» **Point annotation records**
▶

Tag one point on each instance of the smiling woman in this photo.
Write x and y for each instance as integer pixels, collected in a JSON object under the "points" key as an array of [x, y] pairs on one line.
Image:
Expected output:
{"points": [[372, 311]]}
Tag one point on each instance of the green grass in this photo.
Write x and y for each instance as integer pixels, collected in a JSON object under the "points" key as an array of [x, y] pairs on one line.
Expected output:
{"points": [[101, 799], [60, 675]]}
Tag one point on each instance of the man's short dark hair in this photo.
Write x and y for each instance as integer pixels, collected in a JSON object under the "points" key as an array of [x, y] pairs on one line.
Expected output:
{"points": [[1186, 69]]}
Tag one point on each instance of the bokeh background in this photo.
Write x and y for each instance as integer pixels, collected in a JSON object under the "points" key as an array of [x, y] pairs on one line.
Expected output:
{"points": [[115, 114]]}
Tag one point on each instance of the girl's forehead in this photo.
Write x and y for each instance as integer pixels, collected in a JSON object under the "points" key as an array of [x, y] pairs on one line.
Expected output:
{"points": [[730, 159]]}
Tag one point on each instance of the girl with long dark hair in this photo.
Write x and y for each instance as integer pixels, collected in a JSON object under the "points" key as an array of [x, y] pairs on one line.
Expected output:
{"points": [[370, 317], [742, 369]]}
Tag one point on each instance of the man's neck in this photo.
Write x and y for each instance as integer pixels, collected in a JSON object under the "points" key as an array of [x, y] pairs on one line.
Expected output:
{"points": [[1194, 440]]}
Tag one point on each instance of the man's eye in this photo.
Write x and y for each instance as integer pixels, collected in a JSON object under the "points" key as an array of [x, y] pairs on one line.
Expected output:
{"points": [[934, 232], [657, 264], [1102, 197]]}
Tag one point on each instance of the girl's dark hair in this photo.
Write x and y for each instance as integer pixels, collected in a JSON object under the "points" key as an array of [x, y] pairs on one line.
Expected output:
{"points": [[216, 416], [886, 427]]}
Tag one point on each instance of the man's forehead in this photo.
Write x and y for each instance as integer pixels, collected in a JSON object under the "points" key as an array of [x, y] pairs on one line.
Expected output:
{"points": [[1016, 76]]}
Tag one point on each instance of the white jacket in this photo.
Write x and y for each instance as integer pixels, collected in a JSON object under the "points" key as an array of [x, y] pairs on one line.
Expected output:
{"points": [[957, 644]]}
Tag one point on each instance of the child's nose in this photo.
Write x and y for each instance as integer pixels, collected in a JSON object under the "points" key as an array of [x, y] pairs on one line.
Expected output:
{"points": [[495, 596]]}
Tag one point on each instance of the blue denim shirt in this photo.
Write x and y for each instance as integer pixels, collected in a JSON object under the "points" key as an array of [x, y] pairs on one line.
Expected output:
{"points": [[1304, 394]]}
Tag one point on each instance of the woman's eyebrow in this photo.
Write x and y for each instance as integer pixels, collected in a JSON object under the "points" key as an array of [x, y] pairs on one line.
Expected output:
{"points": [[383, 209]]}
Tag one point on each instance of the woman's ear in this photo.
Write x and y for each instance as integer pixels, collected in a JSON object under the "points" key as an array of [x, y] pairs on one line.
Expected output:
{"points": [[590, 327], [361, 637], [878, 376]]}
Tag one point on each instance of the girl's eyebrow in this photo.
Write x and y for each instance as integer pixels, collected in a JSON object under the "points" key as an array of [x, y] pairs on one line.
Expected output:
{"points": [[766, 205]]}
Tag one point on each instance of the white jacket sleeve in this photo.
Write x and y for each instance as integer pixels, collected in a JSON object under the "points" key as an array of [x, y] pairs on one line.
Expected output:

◀

» **To be done**
Reproduce the data, keeping every line exactly the same.

» **Solution for this exercise**
Tag one point on each instance of the smiling woman in this photo.
Write x and y for each instance as integer pixels, collected in a JSON object under the "points" key as an array of [x, y] pairs on one line.
Image:
Expected output:
{"points": [[372, 311]]}
Tag one point on each instance of the green grass in this photo.
Write x and y for each instance as integer pixels, collected in a JSON object under the "points" key as an array of [x, y] pairs on one line.
Expected output:
{"points": [[101, 799], [60, 675]]}
Tag one point on each instance of the man's short dark hair in this photo.
Write x and y for each instance as integer pixels, collected in a JSON object under the "points" key as an array of [x, y] pairs on one line.
Expected output:
{"points": [[1186, 69]]}
Tag one point on each instance of the bokeh background in this photo.
Write x and y for each instance as integer pixels, collected in a JSON object under the "points" key as an array of [x, y] pairs on one line.
Expected output:
{"points": [[115, 114]]}
Tag one point on each instance of the girl's forehead in this photo.
Write x and y for each instance as integer pixels, collected in a JSON object under the "points" key as an array of [x, y] pairs on one line.
Expected output:
{"points": [[730, 159]]}
Tag one point on each instance of the girl with long dark hair in this photo.
Write x and y for each instance as integer pixels, collected in a JSON object under the "points" key as an array of [x, y] pairs on one line.
Expected output:
{"points": [[370, 317], [742, 369]]}
Tag one point on each instance of the man's neck in this photo.
Write x and y for each instance as integer pixels, collected in a JSON object under the "points" key as an array of [x, y] pairs on one line.
Expected output:
{"points": [[1194, 440]]}
Tag one point on each instance of the man's eye in this photo.
Write x and y for each instance as integer pixels, collected in a JSON object under the "points" key as an array of [x, y] pairs on one line.
Expected output:
{"points": [[934, 232], [657, 264], [1102, 197]]}
Tag one point on each instance of the girl's dark hair in this photo.
Write x and y for each instance as integer pixels, collected in a JSON object under the "points" key as an array of [x, y] pairs on one line.
Expected output:
{"points": [[216, 416], [886, 427]]}
Tag one point on each instance of the man's forehead in this photo.
Write x and y for each instance as integer pixels, collected in a JSON object under the "points" key as an array of [x, y] pairs on one line.
Expected output:
{"points": [[1016, 76]]}
Tag one point on each instance of the white jacket in this photo.
Write x and y for each instance as integer pixels, collected in a JSON object under the "points" key as an array of [x, y] pairs on one line.
Expected output:
{"points": [[957, 644]]}
Tag one point on each instance of the child's nose in this photo.
Write x and y for each instance as integer pixels, collected in a JSON object under the "points" key as an array of [x, y] pairs on one line.
Expected output:
{"points": [[495, 596]]}
Tag one point on each instance of the blue denim shirt in this photo.
Write x and y for each instance as integer pixels, collected in a JSON object under the "points" key as an array of [x, y] pairs on one line.
Expected output:
{"points": [[1304, 394]]}
Tag one point on each instance of the woman's eyebrow in this photo.
Write x and y for each instance as integer pixels, collected in a JSON object under the "points" key as an array of [x, y] pairs on one line.
Expected output:
{"points": [[383, 209]]}
Tag one point on each instance of the woman's ear in this photo.
Write x and y for each instance as integer pixels, collected in a JSON object under the "points" key as an array of [x, y] pairs on one line.
Expected output:
{"points": [[590, 327], [361, 637], [878, 376]]}
Tag one point on each instance of the girl's eyebrow in this photo.
Write x and y for each instance as integer pixels, collected in a JSON object under the "points" key as an array of [x, y] pairs on one line.
Expected output:
{"points": [[766, 205]]}
Tag one point on each instance of the white jacket sleeve in this photo.
Write x and y for each instance as integer pixels, collected in a JSON object under the "points" key as an array of [x, y] pairs on one line.
Expected output:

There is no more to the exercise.